▶ [WHAT YOU NEED TO DO]
Rewrite the data from the line containing "written like <point>174,345</point>." through the line containing "<point>153,3</point>". Replace "shelf" with "bookshelf", keep everything else unchanged, and give back only those lines.

▶ [EXTRACTED MATERIAL]
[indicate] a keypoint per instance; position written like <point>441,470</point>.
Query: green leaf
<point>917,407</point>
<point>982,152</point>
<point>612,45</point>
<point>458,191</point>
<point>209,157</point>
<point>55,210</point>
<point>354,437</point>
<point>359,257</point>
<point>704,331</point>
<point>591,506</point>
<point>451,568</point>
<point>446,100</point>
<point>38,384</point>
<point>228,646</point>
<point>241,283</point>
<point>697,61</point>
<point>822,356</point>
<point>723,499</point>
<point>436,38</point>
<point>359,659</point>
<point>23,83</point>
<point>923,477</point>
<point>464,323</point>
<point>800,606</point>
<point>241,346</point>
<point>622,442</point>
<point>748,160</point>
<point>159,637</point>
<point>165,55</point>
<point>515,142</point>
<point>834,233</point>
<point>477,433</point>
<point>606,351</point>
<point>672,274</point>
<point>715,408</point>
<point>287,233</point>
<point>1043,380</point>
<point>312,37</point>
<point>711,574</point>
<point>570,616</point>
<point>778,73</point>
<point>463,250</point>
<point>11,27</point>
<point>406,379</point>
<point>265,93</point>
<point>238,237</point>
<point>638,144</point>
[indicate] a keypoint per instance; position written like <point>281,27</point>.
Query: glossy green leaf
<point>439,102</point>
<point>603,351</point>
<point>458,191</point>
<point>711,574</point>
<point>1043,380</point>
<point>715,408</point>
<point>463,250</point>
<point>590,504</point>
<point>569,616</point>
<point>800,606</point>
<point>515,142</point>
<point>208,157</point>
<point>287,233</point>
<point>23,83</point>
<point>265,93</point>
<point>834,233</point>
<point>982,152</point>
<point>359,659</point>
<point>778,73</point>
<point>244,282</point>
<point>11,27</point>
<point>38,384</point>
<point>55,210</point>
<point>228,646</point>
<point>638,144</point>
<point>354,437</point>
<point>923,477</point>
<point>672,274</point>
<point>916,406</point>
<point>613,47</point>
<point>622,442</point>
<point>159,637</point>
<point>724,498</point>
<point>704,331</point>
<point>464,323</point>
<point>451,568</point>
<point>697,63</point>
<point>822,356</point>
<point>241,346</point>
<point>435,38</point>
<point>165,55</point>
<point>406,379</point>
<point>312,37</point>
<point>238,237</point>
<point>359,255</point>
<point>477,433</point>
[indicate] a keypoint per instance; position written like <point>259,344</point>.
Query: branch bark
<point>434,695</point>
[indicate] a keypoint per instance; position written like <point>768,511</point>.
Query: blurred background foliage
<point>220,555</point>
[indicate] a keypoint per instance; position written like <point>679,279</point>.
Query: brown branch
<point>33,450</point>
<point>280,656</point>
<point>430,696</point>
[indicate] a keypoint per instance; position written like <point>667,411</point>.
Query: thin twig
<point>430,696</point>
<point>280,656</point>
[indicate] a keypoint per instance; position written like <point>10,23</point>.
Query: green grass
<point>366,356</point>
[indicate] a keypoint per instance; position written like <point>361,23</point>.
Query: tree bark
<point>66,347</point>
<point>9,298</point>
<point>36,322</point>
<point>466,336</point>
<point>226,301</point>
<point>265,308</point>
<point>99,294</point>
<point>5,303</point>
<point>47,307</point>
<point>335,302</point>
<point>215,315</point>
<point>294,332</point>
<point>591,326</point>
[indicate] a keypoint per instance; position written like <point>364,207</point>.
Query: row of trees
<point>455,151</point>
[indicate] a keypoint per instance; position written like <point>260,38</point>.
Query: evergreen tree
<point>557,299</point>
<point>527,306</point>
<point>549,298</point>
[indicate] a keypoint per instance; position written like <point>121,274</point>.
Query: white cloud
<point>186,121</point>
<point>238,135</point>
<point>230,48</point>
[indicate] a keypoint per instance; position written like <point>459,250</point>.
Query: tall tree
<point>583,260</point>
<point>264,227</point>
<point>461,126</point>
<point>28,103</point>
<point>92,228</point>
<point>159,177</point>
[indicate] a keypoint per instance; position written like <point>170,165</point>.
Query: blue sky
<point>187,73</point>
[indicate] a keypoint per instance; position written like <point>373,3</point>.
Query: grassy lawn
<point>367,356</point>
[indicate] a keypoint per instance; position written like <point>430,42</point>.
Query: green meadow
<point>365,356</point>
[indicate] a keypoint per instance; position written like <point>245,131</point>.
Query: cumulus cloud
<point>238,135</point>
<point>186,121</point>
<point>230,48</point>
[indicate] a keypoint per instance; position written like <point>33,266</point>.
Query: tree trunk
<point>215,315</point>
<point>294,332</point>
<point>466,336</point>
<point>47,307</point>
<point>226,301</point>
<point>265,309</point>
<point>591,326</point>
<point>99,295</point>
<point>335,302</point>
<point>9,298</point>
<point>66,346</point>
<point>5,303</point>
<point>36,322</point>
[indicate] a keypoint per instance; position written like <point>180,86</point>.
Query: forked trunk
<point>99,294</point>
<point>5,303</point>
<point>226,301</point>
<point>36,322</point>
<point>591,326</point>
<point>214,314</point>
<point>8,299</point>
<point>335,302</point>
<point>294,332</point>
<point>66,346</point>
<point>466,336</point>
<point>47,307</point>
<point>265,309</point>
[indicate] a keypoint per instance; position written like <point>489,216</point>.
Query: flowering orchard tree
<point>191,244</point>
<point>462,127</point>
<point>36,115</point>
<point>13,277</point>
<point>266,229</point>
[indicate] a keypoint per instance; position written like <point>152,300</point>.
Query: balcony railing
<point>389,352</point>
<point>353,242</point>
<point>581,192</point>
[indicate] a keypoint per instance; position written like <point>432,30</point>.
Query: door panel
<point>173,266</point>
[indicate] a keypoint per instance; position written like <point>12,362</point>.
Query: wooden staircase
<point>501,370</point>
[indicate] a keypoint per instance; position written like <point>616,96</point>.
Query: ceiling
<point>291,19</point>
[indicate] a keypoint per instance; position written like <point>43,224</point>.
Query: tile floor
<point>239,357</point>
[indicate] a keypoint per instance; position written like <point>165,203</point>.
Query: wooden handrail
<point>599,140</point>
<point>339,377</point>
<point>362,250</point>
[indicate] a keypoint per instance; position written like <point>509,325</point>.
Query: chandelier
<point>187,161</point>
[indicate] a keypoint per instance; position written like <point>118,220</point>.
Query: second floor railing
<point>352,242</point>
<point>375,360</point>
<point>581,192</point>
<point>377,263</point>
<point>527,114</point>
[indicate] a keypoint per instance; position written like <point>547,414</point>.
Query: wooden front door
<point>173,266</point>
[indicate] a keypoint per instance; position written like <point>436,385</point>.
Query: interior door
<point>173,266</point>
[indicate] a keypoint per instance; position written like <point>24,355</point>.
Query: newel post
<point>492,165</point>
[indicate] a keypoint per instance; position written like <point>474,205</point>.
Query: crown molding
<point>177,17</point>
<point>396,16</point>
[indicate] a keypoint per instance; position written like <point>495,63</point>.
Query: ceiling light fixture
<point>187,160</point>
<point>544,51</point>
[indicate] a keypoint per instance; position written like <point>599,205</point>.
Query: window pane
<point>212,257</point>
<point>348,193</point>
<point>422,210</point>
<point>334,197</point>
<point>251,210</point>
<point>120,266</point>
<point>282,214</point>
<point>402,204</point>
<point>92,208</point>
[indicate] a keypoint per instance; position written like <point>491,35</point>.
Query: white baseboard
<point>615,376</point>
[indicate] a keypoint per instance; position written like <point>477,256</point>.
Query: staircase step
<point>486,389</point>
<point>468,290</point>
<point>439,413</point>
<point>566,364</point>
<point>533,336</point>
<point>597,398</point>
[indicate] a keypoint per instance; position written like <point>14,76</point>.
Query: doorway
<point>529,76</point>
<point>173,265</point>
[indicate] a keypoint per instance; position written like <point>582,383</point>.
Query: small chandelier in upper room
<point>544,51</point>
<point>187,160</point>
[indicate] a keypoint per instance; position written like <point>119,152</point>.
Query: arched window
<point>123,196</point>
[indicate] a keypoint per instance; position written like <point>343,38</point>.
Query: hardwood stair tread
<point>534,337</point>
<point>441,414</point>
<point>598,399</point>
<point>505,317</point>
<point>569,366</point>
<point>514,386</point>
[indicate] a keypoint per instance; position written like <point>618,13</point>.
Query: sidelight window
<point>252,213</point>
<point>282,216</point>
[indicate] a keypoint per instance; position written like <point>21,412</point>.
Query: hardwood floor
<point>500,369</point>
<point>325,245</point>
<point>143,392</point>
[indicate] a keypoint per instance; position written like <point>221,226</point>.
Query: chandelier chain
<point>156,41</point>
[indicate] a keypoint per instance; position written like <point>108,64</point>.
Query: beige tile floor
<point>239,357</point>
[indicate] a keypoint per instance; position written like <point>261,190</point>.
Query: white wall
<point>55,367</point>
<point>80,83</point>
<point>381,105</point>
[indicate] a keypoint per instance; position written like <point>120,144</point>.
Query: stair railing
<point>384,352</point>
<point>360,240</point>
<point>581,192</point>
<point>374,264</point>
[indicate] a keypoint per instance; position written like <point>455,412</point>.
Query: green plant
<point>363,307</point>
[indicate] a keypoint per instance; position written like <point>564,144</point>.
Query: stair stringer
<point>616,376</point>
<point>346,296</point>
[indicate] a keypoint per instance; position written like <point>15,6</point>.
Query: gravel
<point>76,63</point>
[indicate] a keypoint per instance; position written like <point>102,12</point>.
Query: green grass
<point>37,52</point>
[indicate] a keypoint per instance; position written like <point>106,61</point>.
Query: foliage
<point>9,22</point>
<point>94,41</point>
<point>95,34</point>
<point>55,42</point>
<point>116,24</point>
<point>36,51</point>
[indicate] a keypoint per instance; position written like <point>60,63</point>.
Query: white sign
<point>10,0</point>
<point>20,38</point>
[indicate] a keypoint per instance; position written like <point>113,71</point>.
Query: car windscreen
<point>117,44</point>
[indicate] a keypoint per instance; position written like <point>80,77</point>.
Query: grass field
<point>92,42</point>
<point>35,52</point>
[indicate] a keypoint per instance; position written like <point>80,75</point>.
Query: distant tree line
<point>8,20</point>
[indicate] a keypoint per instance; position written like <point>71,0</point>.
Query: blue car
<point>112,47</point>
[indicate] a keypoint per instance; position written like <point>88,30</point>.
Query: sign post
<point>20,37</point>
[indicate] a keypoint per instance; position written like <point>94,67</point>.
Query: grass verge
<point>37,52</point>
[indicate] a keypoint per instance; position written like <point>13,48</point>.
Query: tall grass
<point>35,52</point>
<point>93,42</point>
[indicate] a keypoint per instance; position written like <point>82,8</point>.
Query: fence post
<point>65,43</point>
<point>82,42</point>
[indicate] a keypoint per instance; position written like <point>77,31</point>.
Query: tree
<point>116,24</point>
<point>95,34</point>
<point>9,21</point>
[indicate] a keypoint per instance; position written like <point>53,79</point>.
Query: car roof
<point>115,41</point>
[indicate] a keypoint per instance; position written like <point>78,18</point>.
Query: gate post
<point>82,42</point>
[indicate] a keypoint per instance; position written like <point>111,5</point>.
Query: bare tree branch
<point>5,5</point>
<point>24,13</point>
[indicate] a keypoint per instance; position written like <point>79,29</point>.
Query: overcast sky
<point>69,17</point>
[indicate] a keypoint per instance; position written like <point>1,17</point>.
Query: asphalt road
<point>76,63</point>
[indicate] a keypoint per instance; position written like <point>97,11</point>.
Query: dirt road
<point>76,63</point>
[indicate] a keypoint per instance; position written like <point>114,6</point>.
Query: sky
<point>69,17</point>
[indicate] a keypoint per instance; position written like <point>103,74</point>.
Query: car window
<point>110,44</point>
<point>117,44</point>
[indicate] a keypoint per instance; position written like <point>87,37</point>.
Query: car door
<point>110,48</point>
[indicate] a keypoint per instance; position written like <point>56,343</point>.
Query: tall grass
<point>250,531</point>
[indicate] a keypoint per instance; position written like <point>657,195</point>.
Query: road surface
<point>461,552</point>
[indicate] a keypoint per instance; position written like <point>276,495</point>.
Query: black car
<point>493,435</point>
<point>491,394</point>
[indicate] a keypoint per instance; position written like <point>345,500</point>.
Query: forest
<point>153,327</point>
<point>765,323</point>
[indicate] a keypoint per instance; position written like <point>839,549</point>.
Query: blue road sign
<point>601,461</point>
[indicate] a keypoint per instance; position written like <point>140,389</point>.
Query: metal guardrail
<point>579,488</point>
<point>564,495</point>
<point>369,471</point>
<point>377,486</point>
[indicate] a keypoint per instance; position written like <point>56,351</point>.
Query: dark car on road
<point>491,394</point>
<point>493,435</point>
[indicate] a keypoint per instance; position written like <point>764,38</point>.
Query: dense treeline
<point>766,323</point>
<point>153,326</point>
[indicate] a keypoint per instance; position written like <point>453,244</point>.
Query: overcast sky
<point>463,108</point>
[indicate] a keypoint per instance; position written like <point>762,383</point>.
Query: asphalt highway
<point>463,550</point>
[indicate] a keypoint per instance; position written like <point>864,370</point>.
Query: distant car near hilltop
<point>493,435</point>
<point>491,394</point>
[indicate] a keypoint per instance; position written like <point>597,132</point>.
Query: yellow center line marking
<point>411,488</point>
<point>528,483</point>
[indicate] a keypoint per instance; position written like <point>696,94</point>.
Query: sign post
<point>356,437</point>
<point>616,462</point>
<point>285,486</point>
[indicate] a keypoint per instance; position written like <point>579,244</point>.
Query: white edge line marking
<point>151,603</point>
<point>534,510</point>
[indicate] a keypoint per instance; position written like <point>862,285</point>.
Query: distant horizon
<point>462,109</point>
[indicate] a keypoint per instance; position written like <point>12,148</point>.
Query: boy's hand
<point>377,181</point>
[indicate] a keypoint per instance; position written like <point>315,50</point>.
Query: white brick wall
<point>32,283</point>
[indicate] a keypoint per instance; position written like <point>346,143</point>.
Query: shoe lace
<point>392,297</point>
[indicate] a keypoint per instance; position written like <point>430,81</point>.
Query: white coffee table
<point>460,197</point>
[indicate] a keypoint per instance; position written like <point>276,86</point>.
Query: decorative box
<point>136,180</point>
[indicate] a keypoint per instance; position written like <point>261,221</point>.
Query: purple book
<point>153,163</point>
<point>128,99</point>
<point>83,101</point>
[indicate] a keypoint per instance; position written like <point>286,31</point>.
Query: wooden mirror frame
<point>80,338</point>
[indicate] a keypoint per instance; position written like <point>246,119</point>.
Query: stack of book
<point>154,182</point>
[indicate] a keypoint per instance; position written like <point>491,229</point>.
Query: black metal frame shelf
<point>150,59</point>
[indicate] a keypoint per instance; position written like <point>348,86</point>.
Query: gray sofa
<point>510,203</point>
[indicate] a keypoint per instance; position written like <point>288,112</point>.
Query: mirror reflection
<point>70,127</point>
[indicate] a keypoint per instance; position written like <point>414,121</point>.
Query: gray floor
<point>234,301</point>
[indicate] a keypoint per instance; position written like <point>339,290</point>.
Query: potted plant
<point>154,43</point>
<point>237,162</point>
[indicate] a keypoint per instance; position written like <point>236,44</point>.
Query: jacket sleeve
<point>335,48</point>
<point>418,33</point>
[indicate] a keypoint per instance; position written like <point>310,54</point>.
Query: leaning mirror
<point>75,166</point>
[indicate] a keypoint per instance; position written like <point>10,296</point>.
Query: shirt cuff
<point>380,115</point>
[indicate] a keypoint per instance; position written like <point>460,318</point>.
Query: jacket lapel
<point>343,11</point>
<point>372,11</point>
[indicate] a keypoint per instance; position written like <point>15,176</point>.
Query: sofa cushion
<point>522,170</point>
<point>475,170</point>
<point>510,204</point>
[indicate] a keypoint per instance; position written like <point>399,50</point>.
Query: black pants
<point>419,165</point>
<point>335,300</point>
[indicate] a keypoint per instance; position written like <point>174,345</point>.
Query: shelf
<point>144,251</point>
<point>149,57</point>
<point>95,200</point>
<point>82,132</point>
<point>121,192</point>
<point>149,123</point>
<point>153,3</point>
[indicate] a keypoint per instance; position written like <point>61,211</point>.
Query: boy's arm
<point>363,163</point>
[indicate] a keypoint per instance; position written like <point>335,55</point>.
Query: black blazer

▶ [ANSWER FOR THIS EXERCISE]
[indicate] a keypoint per instance; position written like <point>174,345</point>.
Query: bookshelf
<point>144,251</point>
<point>149,57</point>
<point>95,200</point>
<point>82,132</point>
<point>121,192</point>
<point>149,123</point>
<point>153,3</point>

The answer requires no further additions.